>> START PAGE EXTRACT

By the 1970s, solar power was being used on satellites, but the cost of solar power was considered to be unrealistic for conventional applications. In 1974 it was estimated that only six private homes in all of North America were entirely heated or cooled by functional solar power systems. However, the 1973 oil embargo and 1979 energy crisis caused a reorganization of energy policies around the world and brought renewed attention to developing solar technologies.
Deployment strategies focused on incentive programs such as the Federal Photovoltaic Utilization Program in the US and the Sunshine Program in Japan. Other efforts included the formation of research facilities in the United States (SERI, now NREL), Japan (NEDO), and Germany (Fraunhofer ISE). Between 1970 and 1983 installations of photovoltaic systems grew rapidly. In the United States, President Jimmy Carter set a target of producing 20% of U.S. energy from solar by the year 2000, but his successor, Ronald Reagan, removed the funding for research into renewables. Falling oil prices in the early 1980s moderated the growth of photovoltaics from 1984 to 1996.
In the mid-1990s development of both, residential and commercial rooftop solar as well as utility-scale photovoltaic power stations began to accelerate again due to supply issues with oil and natural gas, global warming concerns, and the improving economic position of PV relative to other energy technologies. In the early 2000s, the adoption of feed-in tariffs—a policy mechanism, that gives renewables priority on the grid and defines a fixed price for the generated electricity—led to a high level of investment security and to a soaring number of PV deployments in Europe.

>> END PAGE EXTRACT
>> START DATA LISTING

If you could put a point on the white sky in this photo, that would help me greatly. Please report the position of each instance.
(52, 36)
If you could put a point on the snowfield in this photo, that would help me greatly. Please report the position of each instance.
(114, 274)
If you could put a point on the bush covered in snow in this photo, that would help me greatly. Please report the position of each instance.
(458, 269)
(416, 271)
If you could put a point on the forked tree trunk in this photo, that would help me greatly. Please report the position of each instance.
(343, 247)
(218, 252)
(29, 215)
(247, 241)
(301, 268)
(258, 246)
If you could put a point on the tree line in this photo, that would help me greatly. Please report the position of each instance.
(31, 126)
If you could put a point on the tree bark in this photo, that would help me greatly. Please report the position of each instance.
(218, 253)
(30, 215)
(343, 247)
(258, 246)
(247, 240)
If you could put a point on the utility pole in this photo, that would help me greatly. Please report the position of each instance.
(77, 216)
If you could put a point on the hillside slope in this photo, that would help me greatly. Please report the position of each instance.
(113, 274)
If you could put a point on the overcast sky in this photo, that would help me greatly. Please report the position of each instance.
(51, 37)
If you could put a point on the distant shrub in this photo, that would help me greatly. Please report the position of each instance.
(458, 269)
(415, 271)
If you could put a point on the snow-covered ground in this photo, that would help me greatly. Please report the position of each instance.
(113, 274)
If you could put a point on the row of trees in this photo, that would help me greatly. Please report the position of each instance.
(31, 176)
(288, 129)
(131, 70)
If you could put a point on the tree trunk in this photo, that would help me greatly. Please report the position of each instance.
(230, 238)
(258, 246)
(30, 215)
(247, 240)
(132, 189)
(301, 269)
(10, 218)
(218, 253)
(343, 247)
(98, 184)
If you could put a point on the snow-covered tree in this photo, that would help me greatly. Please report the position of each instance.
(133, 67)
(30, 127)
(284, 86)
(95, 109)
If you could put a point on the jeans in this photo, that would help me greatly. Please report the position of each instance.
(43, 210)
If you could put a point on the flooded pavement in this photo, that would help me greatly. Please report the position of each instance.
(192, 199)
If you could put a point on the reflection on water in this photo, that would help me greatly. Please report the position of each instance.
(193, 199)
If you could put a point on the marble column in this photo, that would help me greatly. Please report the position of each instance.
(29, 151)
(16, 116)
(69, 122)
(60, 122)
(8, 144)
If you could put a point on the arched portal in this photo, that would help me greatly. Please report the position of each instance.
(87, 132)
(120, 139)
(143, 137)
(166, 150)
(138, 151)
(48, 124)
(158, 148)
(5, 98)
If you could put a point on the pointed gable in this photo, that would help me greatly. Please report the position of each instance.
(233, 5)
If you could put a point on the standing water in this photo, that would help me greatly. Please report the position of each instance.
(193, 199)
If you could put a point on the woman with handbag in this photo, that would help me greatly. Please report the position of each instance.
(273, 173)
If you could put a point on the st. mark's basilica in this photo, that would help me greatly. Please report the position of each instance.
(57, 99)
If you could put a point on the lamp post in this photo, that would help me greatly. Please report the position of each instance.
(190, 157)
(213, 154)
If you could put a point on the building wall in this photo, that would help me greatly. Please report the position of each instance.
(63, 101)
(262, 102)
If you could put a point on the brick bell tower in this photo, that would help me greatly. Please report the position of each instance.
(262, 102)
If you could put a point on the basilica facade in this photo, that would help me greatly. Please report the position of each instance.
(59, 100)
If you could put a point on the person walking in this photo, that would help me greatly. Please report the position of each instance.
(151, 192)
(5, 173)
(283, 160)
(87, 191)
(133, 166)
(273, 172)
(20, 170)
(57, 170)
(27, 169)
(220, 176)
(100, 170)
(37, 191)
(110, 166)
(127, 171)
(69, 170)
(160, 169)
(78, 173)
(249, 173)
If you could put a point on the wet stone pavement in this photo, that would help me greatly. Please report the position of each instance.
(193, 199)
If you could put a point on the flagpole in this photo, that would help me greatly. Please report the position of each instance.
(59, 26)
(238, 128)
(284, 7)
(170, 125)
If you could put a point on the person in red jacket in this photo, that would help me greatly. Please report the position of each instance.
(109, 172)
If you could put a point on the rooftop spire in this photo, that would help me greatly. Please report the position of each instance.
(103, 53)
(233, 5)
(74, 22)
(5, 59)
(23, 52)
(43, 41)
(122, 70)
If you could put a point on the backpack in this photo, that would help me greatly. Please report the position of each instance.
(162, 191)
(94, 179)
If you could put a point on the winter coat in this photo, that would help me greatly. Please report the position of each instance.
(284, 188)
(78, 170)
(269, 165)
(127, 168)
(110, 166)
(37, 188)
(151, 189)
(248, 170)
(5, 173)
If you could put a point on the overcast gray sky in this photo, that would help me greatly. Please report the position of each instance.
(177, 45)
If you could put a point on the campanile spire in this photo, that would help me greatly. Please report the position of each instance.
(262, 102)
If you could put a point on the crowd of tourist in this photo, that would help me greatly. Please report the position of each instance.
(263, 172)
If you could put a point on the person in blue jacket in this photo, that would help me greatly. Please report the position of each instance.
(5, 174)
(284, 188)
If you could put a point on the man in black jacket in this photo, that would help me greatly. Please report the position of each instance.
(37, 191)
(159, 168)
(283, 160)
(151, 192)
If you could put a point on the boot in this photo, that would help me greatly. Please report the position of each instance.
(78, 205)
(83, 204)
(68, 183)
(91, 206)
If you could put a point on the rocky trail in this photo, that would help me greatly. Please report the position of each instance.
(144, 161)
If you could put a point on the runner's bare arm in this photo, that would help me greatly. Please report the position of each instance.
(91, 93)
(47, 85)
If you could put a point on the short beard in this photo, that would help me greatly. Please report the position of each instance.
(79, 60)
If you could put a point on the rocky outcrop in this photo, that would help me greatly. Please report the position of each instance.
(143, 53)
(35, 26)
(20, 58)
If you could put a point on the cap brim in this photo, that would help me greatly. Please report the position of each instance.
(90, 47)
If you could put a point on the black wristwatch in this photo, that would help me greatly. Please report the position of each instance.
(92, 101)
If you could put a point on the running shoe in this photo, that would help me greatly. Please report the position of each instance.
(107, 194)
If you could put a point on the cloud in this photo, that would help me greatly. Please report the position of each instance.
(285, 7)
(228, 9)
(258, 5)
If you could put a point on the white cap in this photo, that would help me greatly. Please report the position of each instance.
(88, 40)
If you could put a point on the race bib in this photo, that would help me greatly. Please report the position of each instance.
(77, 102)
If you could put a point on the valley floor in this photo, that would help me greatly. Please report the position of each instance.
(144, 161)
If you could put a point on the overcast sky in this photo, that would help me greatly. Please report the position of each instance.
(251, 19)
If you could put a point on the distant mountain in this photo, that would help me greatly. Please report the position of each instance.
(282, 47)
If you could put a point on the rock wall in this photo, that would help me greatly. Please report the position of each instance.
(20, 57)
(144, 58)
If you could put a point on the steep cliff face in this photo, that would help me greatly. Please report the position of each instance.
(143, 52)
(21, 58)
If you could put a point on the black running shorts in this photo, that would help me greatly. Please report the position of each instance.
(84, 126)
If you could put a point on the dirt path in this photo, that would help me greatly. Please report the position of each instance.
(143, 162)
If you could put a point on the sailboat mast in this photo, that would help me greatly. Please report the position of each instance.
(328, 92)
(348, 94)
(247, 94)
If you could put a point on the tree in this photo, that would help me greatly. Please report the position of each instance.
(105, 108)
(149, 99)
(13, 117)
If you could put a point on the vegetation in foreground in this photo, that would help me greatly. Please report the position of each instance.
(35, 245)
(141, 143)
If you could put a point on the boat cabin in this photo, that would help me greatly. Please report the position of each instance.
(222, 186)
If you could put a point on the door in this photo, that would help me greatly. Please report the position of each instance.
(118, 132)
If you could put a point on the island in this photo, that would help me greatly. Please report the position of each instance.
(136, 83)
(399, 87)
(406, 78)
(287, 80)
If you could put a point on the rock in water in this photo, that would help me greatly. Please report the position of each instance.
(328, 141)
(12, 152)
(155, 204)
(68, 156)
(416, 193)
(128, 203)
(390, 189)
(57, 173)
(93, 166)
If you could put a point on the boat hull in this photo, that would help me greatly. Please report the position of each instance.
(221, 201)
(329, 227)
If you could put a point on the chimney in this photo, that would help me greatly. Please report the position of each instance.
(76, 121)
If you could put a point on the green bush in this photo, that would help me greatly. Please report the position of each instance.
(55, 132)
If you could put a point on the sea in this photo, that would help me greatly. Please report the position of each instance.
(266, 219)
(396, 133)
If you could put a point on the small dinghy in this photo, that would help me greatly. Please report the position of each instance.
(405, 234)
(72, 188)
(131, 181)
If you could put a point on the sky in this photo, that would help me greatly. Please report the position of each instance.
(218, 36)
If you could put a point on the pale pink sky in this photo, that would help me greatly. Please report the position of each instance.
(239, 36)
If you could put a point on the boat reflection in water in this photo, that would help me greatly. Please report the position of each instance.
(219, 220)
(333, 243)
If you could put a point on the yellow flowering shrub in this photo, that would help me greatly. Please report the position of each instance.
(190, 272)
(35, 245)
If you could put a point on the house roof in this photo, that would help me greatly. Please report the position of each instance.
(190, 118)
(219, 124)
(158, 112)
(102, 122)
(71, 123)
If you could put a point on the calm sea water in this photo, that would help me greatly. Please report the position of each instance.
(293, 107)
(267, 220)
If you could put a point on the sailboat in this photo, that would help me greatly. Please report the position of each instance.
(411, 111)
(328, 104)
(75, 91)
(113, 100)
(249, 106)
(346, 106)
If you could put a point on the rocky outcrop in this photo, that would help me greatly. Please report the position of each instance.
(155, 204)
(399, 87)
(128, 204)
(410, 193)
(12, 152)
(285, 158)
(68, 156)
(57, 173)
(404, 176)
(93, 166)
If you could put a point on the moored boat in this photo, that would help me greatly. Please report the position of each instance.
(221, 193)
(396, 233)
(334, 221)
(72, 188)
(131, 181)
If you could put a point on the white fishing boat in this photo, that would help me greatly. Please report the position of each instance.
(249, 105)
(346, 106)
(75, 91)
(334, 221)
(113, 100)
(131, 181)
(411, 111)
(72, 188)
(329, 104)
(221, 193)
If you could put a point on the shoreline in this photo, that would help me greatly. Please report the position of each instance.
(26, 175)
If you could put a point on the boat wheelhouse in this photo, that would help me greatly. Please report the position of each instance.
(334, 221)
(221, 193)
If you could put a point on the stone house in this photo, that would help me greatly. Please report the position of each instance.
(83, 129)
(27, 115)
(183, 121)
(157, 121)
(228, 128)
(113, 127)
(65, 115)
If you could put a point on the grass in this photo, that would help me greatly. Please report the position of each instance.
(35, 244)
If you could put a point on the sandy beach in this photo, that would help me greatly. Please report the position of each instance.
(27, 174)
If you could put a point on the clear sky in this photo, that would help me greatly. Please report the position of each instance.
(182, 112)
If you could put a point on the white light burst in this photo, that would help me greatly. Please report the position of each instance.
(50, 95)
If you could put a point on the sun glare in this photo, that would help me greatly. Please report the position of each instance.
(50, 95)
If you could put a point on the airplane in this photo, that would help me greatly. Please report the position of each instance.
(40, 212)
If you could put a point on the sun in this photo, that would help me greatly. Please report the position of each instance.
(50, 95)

>> END DATA LISTING
>> START DATA LISTING

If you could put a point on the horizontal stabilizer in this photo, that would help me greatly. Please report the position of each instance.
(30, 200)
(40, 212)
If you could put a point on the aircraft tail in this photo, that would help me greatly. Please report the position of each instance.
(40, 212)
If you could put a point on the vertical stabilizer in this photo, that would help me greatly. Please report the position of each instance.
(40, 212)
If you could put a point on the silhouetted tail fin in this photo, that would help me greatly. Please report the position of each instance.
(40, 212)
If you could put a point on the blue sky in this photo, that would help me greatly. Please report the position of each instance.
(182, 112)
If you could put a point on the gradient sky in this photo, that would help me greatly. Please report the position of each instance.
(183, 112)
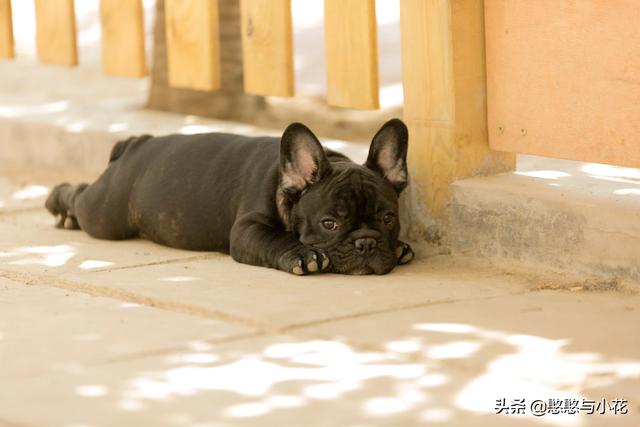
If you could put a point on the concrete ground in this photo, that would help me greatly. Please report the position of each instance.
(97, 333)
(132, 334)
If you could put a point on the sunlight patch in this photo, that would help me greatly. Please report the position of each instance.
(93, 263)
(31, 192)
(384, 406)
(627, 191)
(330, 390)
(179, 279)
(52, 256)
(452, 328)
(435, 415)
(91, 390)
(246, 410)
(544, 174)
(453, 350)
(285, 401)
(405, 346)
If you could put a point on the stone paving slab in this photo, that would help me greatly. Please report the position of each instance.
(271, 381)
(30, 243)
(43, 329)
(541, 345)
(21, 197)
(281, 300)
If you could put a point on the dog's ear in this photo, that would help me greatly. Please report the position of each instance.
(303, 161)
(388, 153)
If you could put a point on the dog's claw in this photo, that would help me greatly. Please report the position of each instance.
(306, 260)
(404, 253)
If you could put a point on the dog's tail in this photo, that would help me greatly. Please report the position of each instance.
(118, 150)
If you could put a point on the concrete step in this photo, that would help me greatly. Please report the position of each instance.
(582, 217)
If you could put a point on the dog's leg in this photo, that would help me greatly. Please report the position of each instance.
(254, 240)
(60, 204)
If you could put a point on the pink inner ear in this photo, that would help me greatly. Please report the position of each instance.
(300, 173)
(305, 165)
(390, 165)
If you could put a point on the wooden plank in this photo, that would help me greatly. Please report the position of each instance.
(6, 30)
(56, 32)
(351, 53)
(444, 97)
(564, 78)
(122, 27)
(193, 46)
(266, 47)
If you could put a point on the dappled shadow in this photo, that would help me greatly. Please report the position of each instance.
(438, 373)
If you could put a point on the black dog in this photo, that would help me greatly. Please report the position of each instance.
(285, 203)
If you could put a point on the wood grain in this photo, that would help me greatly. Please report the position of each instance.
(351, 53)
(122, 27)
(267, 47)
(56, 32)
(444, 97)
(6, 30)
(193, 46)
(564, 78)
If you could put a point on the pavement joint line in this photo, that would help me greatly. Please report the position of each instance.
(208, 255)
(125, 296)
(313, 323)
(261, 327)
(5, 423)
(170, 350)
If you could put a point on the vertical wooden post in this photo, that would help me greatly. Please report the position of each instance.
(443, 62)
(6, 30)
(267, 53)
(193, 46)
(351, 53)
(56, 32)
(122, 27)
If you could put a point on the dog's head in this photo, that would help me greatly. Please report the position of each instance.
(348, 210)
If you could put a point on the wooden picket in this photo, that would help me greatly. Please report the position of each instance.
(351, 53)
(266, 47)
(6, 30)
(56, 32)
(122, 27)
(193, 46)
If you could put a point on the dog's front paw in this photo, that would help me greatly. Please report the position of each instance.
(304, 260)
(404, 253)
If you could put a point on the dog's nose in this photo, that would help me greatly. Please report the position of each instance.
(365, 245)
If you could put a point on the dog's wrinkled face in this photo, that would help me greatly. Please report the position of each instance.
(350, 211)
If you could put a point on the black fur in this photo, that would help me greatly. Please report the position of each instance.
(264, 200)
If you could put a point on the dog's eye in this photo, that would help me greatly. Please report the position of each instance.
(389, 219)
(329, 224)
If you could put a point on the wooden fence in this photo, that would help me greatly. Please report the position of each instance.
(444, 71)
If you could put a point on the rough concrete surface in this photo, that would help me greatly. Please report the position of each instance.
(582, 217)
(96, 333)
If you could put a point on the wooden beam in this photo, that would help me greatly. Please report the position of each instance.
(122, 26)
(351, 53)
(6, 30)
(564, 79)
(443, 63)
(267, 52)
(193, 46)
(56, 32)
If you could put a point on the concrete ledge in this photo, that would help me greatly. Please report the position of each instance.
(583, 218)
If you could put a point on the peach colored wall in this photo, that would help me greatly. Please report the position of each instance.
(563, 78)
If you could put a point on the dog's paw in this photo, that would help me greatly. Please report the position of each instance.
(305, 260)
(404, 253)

>> END DATA LISTING
>> START DATA LISTING

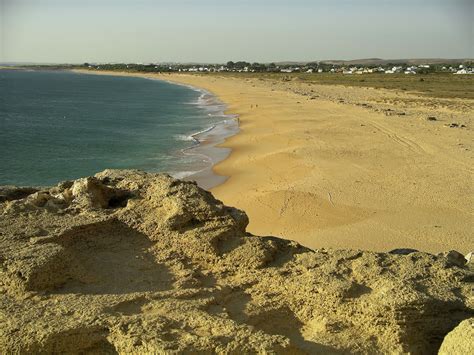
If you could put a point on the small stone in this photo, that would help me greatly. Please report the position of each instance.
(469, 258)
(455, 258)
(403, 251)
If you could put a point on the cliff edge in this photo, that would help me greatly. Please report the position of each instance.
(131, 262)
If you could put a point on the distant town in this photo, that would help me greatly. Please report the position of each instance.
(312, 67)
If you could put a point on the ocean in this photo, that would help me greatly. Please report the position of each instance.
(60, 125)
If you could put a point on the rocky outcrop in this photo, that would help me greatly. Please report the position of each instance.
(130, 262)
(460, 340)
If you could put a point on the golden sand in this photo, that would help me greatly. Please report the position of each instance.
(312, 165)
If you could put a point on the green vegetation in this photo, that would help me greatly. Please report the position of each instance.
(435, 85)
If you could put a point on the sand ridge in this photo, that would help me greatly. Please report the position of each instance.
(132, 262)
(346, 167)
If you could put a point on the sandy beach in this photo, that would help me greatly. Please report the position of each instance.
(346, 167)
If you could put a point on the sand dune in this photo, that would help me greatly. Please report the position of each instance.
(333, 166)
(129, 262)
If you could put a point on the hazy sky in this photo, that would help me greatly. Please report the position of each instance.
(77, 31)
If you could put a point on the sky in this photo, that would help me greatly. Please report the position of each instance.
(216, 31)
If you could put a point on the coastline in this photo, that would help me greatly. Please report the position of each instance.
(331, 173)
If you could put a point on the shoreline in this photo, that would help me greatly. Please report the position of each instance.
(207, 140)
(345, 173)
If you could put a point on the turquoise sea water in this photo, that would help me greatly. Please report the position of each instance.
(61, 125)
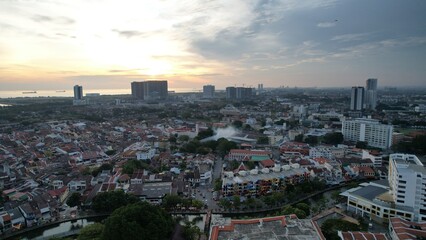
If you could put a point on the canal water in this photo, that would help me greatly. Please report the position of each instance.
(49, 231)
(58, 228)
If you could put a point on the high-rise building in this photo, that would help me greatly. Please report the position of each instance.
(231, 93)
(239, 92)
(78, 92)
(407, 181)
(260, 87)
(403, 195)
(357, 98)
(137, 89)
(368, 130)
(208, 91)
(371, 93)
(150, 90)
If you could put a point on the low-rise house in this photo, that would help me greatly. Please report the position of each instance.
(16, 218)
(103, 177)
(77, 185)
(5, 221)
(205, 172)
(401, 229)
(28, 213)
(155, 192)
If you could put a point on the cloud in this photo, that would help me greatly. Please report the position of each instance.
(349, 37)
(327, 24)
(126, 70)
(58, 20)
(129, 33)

>> END DATA LISTING

[GOAL]: In the passage on the history of solar power, write out the part that opens with the words "By the 1970s, solar" and closes with "developing solar technologies.", changing "satellites" to "spacecraft".

[SOLUTION]:
By the 1970s, solar power was being used on spacecraft, but the cost of solar power was considered to be unrealistic for conventional applications. In 1974 it was estimated that only six private homes in all of North America were entirely heated or cooled by functional solar power systems. However, the 1973 oil embargo and 1979 energy crisis caused a reorganization of energy policies around the world and brought renewed attention to developing solar technologies.